*Direction:* Please convert the data from its first line through the line containing "31 143 L 38" into a Markdown table with the columns Row and Line. Give each line its own numbered row and leave out blank lines.

*Data provided:*
::::::::

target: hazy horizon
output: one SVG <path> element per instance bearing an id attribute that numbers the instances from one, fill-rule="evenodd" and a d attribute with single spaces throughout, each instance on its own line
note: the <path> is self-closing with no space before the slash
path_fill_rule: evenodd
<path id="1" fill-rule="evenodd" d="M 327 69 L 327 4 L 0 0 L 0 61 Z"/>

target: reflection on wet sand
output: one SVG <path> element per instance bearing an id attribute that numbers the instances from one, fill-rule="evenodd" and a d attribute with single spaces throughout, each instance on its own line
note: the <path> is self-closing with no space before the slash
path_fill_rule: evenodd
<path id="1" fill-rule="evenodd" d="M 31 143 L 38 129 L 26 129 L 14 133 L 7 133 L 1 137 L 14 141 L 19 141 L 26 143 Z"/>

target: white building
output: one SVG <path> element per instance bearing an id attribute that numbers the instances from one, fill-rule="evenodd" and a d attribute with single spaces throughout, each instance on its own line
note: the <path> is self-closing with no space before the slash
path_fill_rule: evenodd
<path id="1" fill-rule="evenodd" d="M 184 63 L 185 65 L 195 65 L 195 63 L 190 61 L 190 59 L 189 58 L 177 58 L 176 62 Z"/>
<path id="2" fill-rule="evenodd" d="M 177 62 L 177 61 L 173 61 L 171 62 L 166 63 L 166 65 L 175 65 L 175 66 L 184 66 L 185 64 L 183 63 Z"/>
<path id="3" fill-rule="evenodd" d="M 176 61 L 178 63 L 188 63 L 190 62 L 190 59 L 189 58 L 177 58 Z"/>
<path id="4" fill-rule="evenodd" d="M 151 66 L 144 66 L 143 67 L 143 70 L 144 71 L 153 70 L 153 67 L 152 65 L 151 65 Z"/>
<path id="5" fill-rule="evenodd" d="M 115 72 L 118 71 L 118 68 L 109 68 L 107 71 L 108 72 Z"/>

::::::::

*Task response:*
| Row | Line |
|---|---|
| 1 | target: hazy horizon |
| 2 | output: one SVG <path> element per instance bearing an id attribute that numbers the instances from one, fill-rule="evenodd" and a d attribute with single spaces throughout, each instance on its own line |
| 3 | note: the <path> is self-closing with no space before the slash |
| 4 | path_fill_rule: evenodd |
| 5 | <path id="1" fill-rule="evenodd" d="M 327 69 L 327 4 L 0 0 L 0 61 Z"/> |
| 6 | target: reflection on wet sand |
| 7 | output: one SVG <path> element per instance bearing an id attribute that numbers the instances from one, fill-rule="evenodd" and a d attribute with single spaces throughout, each instance on its own line |
| 8 | note: the <path> is self-closing with no space before the slash |
| 9 | path_fill_rule: evenodd |
| 10 | <path id="1" fill-rule="evenodd" d="M 31 143 L 38 129 L 26 129 L 14 133 L 7 133 L 1 137 L 14 141 L 19 141 L 26 143 Z"/> |